• _Work instructions_: The line holding "Identify and tightly box the car door" and all lines that follow it to the end of the data: return these exactly, and nothing more.

(Stored records)
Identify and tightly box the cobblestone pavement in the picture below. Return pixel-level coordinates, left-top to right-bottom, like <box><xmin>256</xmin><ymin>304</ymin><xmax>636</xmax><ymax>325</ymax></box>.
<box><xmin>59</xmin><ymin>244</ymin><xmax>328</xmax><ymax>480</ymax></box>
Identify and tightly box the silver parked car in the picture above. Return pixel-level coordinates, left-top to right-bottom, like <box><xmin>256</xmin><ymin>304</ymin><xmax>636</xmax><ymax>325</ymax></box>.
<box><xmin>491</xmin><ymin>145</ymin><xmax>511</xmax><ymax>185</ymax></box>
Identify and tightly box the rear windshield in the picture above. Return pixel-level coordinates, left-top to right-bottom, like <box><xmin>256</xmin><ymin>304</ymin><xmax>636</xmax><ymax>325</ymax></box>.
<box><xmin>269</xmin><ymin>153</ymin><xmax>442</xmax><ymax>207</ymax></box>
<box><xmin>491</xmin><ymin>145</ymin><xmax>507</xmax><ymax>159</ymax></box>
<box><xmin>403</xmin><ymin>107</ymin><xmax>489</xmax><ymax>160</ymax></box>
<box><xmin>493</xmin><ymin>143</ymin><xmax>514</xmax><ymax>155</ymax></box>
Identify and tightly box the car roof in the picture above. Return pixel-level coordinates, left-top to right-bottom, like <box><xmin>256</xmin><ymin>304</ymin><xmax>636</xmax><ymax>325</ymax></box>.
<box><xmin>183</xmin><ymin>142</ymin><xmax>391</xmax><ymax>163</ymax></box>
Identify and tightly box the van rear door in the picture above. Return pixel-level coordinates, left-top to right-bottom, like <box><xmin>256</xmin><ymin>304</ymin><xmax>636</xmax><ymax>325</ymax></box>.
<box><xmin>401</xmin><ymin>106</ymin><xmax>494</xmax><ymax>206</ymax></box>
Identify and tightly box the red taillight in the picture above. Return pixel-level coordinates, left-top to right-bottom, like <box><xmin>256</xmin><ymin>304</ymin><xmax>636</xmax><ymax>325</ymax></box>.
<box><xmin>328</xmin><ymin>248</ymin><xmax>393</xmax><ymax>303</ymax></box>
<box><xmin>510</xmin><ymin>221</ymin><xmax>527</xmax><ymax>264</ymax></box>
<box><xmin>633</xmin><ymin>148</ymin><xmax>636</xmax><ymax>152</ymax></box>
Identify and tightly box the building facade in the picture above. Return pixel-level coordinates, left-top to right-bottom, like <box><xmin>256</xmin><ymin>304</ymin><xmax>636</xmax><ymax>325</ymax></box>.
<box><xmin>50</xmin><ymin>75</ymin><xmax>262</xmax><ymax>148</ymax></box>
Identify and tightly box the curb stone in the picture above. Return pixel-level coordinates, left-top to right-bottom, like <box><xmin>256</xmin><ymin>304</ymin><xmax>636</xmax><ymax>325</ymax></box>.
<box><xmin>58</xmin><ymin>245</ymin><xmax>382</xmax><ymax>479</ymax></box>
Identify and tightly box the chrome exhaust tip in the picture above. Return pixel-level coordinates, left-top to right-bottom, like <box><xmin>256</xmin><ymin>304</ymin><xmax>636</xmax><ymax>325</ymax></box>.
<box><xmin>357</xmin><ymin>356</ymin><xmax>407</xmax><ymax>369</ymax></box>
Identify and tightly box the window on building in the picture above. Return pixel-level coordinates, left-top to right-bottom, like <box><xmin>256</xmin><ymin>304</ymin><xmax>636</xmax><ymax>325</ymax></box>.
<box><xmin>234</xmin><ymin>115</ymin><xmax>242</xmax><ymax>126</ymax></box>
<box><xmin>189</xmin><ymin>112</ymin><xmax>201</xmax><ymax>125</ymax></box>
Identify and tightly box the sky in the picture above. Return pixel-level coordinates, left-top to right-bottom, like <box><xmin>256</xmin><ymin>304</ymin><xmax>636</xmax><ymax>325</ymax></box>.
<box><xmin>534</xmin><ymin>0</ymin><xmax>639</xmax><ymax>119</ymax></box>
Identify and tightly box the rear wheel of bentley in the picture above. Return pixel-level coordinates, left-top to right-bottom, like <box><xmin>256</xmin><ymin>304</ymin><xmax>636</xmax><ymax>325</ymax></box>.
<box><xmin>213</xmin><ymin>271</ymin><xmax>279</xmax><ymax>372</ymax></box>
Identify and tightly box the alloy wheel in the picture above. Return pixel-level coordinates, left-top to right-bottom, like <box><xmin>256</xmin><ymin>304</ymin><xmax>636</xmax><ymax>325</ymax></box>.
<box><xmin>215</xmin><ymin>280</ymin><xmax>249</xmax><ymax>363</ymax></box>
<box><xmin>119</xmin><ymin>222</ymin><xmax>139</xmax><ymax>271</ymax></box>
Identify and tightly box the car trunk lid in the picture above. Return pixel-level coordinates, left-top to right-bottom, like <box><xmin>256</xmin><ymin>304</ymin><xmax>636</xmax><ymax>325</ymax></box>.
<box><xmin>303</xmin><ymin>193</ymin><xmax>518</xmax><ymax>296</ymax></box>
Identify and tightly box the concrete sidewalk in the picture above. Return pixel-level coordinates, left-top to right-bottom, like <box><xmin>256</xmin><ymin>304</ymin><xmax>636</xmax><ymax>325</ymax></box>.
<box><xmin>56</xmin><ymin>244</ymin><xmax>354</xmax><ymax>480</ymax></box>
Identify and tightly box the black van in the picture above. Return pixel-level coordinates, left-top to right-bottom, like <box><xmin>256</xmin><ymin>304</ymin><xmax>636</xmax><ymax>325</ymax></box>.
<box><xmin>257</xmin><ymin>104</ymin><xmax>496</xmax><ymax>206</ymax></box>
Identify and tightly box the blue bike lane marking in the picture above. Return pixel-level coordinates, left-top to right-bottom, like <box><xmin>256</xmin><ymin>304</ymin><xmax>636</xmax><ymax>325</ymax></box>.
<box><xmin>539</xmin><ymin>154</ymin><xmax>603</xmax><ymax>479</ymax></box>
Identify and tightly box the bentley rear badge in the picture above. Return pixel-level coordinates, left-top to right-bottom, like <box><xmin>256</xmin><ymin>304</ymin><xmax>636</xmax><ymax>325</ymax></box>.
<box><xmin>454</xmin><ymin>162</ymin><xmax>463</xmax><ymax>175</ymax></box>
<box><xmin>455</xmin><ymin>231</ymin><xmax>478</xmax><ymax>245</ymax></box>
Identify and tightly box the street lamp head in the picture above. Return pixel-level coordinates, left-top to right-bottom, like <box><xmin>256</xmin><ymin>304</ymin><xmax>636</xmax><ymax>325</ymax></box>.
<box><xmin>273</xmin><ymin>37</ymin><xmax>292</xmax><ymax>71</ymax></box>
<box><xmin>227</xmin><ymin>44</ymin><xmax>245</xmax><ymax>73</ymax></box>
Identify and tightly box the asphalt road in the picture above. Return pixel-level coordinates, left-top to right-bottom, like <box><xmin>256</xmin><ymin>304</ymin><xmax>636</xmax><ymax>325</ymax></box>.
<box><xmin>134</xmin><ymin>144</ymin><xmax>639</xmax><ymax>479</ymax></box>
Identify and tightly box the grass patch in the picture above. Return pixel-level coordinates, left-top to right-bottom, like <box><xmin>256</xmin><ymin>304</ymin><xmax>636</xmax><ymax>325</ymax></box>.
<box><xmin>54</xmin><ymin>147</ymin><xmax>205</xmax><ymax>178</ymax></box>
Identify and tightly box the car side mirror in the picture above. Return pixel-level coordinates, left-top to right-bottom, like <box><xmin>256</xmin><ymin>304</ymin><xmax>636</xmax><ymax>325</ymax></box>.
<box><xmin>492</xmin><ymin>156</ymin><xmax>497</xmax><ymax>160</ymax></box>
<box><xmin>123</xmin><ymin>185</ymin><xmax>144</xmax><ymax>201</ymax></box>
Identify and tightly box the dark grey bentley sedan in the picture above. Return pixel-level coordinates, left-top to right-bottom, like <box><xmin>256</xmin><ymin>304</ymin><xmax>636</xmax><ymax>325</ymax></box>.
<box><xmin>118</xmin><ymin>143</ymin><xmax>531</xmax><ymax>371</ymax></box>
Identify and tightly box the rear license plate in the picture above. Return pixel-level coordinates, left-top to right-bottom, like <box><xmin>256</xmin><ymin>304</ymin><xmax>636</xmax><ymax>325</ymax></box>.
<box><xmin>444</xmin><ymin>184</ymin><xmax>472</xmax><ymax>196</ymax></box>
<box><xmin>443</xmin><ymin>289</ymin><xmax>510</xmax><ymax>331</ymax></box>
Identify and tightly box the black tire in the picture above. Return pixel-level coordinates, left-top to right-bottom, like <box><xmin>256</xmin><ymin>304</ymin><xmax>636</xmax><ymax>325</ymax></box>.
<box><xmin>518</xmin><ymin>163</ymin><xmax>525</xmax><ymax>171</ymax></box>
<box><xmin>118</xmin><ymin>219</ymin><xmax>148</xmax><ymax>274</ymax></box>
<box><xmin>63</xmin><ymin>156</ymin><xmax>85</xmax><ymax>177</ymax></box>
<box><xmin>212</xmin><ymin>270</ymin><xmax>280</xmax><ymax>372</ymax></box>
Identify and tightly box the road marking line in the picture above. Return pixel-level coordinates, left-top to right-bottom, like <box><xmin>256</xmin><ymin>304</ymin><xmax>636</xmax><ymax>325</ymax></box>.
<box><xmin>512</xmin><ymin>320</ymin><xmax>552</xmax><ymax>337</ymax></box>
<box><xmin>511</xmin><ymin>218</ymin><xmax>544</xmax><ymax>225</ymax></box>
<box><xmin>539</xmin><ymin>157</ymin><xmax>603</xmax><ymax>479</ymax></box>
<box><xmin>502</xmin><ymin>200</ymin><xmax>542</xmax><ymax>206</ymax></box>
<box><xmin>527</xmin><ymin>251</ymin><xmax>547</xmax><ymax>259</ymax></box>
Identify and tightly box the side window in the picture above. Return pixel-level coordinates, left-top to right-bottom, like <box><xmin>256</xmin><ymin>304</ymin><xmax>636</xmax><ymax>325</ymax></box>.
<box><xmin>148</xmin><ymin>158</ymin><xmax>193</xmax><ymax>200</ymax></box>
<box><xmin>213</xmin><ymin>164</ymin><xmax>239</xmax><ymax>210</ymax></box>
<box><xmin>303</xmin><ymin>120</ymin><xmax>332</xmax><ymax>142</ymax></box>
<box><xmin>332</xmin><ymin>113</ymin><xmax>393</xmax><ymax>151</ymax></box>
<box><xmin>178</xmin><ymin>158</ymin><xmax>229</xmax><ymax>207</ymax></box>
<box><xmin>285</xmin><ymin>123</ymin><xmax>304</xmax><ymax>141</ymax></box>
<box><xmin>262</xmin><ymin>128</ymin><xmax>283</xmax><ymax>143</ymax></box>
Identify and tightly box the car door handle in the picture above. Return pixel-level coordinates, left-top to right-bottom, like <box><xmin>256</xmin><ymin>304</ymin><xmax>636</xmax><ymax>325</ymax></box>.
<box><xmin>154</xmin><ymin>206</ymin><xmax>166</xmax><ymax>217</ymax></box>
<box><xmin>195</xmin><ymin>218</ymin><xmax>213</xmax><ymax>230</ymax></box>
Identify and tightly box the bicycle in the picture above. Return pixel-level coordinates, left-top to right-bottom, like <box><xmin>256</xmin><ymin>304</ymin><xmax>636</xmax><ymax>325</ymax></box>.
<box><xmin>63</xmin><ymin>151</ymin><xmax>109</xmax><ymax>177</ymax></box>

• _Finished task_:
Identify and tightly box the car door handle in the picture above. Return pixel-level coordinates, left-top to right-bottom, like <box><xmin>256</xmin><ymin>304</ymin><xmax>636</xmax><ymax>325</ymax></box>.
<box><xmin>154</xmin><ymin>206</ymin><xmax>166</xmax><ymax>217</ymax></box>
<box><xmin>195</xmin><ymin>218</ymin><xmax>213</xmax><ymax>230</ymax></box>
Identify and tightly box the bicycle in the picture above. Return pixel-level coordinates, left-top to right-bottom, like <box><xmin>256</xmin><ymin>304</ymin><xmax>636</xmax><ymax>325</ymax></box>.
<box><xmin>63</xmin><ymin>151</ymin><xmax>109</xmax><ymax>177</ymax></box>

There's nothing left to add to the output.